WHAT YOU NEED TO DO: Rewrite each of these entries with every instance of "toasted bread slice" changed to "slice of toast", leaving everything else unchanged.

INPUT ROWS:
====

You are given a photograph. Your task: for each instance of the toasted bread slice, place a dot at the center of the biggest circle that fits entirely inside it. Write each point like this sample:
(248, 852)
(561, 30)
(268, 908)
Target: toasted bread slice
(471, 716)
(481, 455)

====

THE REPLY:
You are given a photograph. Your task: for each instance of the slice of toast, place a dot at the center of the biggest circle that fits entirely inside it. Write each point like this sample:
(248, 852)
(561, 30)
(268, 908)
Target: slice of toast
(471, 716)
(481, 455)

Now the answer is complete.